Word for word, restate every line of the material.

"""

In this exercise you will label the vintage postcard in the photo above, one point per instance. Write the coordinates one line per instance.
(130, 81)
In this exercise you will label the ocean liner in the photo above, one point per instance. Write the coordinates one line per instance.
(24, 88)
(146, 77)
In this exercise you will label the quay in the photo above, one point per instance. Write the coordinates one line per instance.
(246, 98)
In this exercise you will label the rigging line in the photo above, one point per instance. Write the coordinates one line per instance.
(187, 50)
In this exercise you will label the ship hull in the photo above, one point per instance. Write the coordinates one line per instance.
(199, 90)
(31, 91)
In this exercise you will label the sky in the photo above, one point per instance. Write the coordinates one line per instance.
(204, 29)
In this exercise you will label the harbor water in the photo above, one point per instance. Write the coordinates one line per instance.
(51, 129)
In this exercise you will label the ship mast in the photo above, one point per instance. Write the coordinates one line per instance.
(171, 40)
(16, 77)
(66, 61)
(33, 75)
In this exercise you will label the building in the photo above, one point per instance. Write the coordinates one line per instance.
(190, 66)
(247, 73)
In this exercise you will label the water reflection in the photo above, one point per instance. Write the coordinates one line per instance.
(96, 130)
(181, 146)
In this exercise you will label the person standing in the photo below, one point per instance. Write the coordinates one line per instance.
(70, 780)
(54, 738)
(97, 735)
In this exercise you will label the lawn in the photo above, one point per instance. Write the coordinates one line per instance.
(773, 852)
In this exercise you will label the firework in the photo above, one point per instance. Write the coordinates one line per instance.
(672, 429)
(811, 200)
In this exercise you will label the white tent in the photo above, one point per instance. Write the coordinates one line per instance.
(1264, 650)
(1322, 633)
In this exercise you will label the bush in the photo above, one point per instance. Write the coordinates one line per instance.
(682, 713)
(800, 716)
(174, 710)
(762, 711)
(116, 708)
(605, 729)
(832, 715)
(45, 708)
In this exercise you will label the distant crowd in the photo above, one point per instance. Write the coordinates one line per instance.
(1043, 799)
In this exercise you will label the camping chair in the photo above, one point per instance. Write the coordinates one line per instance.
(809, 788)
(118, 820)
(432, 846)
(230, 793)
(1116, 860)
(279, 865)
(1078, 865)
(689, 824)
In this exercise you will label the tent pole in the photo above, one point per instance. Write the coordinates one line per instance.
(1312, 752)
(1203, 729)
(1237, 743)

"""

**TASK OUTPUT:**
In this exercise you will label the vintage postcard in the photo above, one point per instance. Write the coordinates one line per instance.
(130, 81)
In this exercise you will label the ocean liner in the photo above, one point per instance. Write the coordinates one line per instance.
(24, 88)
(146, 77)
In this exercise you will label the quay in the photo above, one point per instance. Write the coordinates one line per instance.
(246, 98)
In this exercise you will label the rigging line in the photo above, one point per instance. Write the coordinates one line per instance.
(187, 50)
In this exercise you will label the ship hull in the photo above, one point per instance. Write the coordinates one line per instance.
(199, 90)
(31, 91)
In this exercise you will label the sky in the photo above, one point per instance. Write the coordinates one line per instance.
(204, 29)
In this exercise you will label the harbor water in the photo above, one point per instance. Write the coordinates one line per instance.
(51, 129)
In this exercise you will label the ship mast in the photo above, one point per instance. Write the coordinates one line per instance.
(171, 40)
(16, 77)
(66, 61)
(33, 75)
In this exercise you will label the building in the photo above, one point per instance. Write the coordinates one line per instance.
(190, 66)
(247, 73)
In this exercise you will label the water reflection in the photo above, one point per instance. Write the coordinates one line per instance.
(96, 130)
(181, 146)
In this exercise you will label the person standing in the photo below, one point per instance. Write the coordinates one line per instance.
(70, 780)
(54, 738)
(97, 735)
In this exercise you will label the lawn in the photo above, one point per instance. Write the coordinates one line per instance.
(773, 852)
In this exercise you will label the firework in the photo above, one point per instance. Write the coordinates one line per instance.
(672, 429)
(811, 200)
In this exercise you will label the white tent in the photo above, one point per instance. Write the coordinates one line per instance.
(1264, 650)
(1322, 633)
In this exercise you will label the bush in the photo above, one point per instance. Write the coordinates one line per instance.
(682, 713)
(800, 716)
(174, 710)
(762, 711)
(116, 708)
(605, 729)
(832, 715)
(45, 708)
In this exercise you will label the distant crowd in the photo above, one point per instance. Write the coordinates one line per instance.
(1043, 799)
In this exercise you will label the camping chair in the photo above, one point per instance. Write the coordinates one line per instance.
(809, 788)
(118, 820)
(432, 846)
(230, 793)
(1116, 860)
(279, 865)
(1078, 865)
(689, 824)
In this exercise you will label the tent pole in the photo above, one point per instance. Write the coordinates one line per instance.
(1312, 752)
(1203, 729)
(1237, 743)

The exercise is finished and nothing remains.